> _Task goal_
Scan the data for "cloth" and copy each matching line.

> _Extracted material_
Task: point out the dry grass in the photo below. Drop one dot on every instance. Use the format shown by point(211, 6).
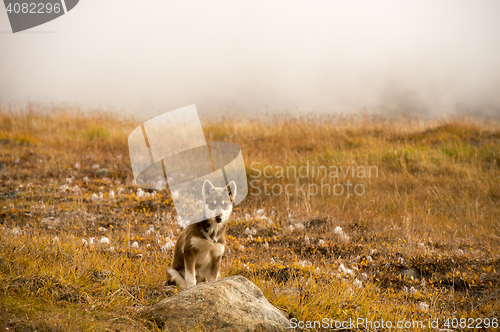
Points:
point(433, 210)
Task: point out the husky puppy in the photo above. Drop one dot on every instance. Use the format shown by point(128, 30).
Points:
point(198, 251)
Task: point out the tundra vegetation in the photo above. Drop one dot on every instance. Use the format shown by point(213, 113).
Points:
point(82, 248)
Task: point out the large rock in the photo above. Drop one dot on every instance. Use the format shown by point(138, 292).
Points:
point(230, 304)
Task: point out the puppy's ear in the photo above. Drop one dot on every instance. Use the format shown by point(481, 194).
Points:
point(207, 188)
point(231, 186)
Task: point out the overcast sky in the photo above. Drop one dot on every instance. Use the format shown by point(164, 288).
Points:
point(146, 57)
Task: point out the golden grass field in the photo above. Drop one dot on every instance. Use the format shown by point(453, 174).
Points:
point(432, 211)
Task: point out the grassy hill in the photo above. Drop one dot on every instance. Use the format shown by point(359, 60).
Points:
point(416, 238)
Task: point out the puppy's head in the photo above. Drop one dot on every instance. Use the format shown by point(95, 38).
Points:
point(218, 203)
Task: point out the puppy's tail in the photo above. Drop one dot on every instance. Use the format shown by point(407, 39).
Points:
point(176, 277)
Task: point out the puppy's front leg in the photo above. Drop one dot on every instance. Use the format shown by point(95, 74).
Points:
point(189, 265)
point(214, 273)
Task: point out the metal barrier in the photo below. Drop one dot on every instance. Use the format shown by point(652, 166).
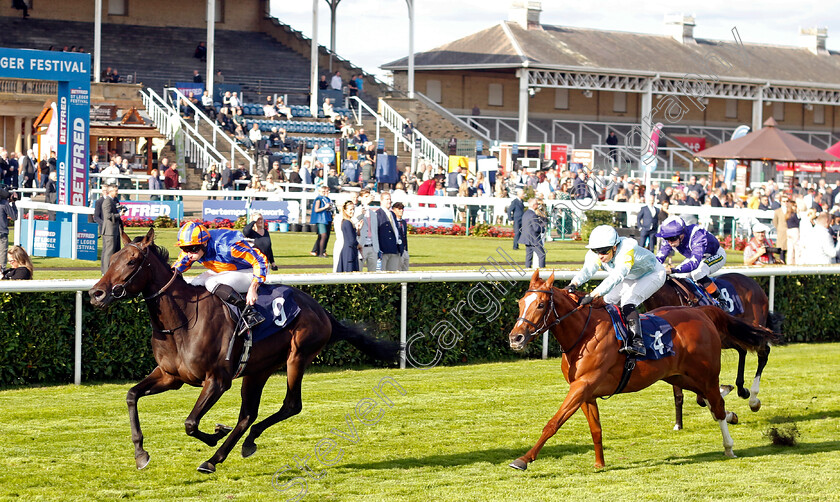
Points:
point(402, 278)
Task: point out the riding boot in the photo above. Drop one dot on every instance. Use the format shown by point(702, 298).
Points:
point(633, 346)
point(249, 315)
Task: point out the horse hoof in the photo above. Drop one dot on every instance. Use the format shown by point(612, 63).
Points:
point(224, 429)
point(207, 468)
point(519, 464)
point(248, 450)
point(142, 460)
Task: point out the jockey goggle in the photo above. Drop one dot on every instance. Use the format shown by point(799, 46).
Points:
point(192, 249)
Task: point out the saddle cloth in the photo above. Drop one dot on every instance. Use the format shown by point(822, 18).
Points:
point(276, 303)
point(656, 333)
point(730, 301)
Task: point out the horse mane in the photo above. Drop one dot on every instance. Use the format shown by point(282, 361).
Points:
point(161, 252)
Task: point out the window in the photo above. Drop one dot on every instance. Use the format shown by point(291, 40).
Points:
point(619, 102)
point(732, 108)
point(779, 111)
point(561, 99)
point(117, 7)
point(433, 90)
point(819, 114)
point(494, 95)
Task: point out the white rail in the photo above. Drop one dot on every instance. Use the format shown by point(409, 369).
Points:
point(199, 117)
point(169, 122)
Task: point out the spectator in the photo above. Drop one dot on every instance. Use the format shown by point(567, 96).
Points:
point(402, 227)
point(818, 246)
point(390, 242)
point(346, 249)
point(647, 223)
point(258, 231)
point(200, 52)
point(515, 213)
point(533, 233)
point(154, 183)
point(760, 249)
point(368, 231)
point(111, 226)
point(321, 216)
point(8, 211)
point(20, 266)
point(335, 81)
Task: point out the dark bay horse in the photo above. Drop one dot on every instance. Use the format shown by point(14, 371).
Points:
point(191, 331)
point(756, 311)
point(593, 366)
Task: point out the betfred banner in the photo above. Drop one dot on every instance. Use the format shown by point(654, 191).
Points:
point(694, 143)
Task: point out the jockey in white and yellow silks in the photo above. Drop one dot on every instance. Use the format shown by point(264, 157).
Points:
point(233, 266)
point(634, 275)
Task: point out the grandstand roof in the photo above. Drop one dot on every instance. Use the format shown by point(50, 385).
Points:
point(509, 45)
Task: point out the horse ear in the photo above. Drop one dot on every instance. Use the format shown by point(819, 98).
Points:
point(150, 237)
point(550, 281)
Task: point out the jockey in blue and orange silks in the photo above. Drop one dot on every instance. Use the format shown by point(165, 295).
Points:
point(233, 266)
point(703, 252)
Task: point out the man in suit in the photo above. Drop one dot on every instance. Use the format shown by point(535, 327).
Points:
point(647, 222)
point(389, 236)
point(369, 230)
point(111, 226)
point(402, 226)
point(515, 212)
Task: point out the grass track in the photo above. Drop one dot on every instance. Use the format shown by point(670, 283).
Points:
point(448, 438)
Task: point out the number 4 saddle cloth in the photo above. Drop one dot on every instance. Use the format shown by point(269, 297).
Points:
point(656, 333)
point(276, 303)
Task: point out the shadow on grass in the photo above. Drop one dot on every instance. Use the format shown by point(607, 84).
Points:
point(493, 456)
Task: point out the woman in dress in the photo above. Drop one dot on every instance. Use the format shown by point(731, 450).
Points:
point(257, 231)
point(20, 266)
point(346, 250)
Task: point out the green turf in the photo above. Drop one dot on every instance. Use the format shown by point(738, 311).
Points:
point(292, 252)
point(449, 438)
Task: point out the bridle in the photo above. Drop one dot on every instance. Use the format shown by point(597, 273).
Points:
point(538, 330)
point(119, 290)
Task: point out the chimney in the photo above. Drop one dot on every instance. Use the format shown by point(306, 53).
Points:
point(526, 13)
point(813, 39)
point(680, 28)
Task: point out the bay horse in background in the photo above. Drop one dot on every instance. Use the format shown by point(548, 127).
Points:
point(593, 367)
point(756, 308)
point(190, 337)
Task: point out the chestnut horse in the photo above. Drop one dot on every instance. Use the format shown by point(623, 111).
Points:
point(593, 367)
point(756, 311)
point(190, 335)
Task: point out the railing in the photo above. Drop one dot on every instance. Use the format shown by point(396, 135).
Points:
point(395, 122)
point(199, 117)
point(20, 86)
point(402, 278)
point(472, 126)
point(169, 122)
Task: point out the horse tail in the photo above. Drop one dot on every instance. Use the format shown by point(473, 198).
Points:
point(741, 333)
point(356, 334)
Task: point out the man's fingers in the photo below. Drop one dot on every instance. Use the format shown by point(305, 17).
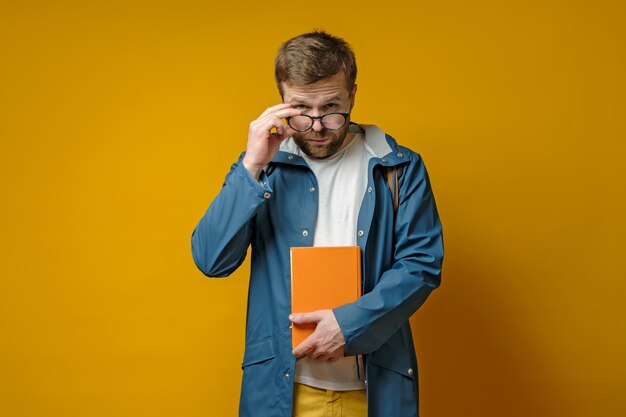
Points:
point(305, 318)
point(303, 348)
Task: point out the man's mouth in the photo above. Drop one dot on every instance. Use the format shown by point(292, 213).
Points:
point(318, 141)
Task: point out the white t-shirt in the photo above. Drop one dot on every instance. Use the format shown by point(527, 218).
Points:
point(341, 182)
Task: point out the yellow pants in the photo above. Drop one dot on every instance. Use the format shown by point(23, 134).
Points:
point(315, 402)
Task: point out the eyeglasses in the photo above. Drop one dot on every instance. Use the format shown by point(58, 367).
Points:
point(330, 121)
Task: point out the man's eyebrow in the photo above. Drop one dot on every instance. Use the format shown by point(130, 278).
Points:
point(333, 98)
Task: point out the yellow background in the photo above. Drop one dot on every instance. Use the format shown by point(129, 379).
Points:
point(119, 120)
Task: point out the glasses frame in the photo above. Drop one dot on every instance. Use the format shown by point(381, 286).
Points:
point(314, 118)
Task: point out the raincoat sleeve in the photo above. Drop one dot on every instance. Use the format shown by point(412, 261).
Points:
point(416, 270)
point(220, 240)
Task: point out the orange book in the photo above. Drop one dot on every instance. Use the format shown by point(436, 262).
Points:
point(323, 278)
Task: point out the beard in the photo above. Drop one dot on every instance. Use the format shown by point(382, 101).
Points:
point(335, 140)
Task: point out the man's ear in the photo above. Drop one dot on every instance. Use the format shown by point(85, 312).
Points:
point(352, 96)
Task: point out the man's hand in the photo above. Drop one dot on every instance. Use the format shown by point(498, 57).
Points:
point(262, 143)
point(326, 342)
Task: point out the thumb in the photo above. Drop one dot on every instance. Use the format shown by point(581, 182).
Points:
point(305, 318)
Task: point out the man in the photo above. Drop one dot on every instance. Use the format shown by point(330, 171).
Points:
point(320, 180)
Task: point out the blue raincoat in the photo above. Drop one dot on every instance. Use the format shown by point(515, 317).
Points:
point(402, 254)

> _Task output_
Task: point out the saddle cloth in the photo above. Drop one dot on every instance. Use the format shown by point(822, 18).
Task: point out the number 4 saddle cloth in the photo above. Drop one dot on every instance. Use the format shown by point(269, 297).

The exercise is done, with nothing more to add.